• **Your instructions**
Repeat word for word the part of the neurosurgery training text below from "Watch the Surgery" to "methods are required.".

Watch the Surgery Simulation video
Will you help train today’s neurosurgeons to save more lives?
The issue
Neurosurgery is demanding and a patient’s quality of life post-surgery is closely linked to the surgeon’s skills and experience. Neurosurgeons traditionally develop their skills over many years with training models and patients. However, reductions in surgical training time, increasing specialisation of surgical training and ethical issues are challenging the development of tomorrow’s neurosurgeons. To ensure neurosurgeons are equipped with the best possible skills, new training methods are required.
Our solution
At The University of Nottingham, we have developed a virtual-reality prototype neurosurgery simulator, which simulates the look and feel of performing surgery. This allows trainees or surgeons to replicate complex operations on a computer model of an organ. Additional work is needed to develop this prototype into a product for the global medical industry. Key developments include extending the range and complexity of the operations that can be simulated and integrating software to assess the surgeon’s skills. By combining the University’s engineering, computer science and physics expertise with surgical input from the Nottingham University Hospitals Trust, we are uniquely placed to become a world leader in neurosurgery simulation.

• **Records provided**
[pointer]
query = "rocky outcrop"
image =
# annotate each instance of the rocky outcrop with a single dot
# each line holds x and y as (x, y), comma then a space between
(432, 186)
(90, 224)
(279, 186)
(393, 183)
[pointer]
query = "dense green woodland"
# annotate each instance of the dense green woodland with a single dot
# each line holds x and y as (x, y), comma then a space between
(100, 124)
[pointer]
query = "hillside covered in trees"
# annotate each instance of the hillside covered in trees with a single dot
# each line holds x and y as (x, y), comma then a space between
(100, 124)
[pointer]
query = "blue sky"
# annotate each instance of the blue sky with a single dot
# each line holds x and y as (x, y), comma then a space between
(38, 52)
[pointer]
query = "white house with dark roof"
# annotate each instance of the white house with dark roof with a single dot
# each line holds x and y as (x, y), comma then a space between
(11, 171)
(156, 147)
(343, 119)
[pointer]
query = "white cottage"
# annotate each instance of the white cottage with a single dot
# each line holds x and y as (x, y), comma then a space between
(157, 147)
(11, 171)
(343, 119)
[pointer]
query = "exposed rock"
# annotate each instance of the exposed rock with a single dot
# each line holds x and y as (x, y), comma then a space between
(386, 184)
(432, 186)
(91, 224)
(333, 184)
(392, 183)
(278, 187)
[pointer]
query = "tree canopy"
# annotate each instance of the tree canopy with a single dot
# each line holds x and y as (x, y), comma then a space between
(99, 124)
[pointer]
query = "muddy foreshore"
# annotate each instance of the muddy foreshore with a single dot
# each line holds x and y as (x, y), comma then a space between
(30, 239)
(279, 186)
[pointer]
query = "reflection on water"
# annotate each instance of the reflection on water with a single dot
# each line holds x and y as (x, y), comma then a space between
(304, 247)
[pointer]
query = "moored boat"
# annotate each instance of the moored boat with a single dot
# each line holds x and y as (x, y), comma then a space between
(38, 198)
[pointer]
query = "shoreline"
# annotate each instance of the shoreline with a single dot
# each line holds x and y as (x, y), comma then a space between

• **Output of the exercise**
Watch the Surgery Simulation video
Will you help train today’s neurosurgeons to save more lives?
The issue
Neurosurgery is demanding and a patient’s quality of life post-surgery is closely linked to the surgeon’s skills and experience. Neurosurgeons traditionally develop their skills over many years with training models and patients. However, reductions in surgical training time, increasing specialisation of surgical training and ethical issues are challenging the development of tomorrow’s neurosurgeons. To ensure neurosurgeons are equipped with the best possible skills, new training methods are required.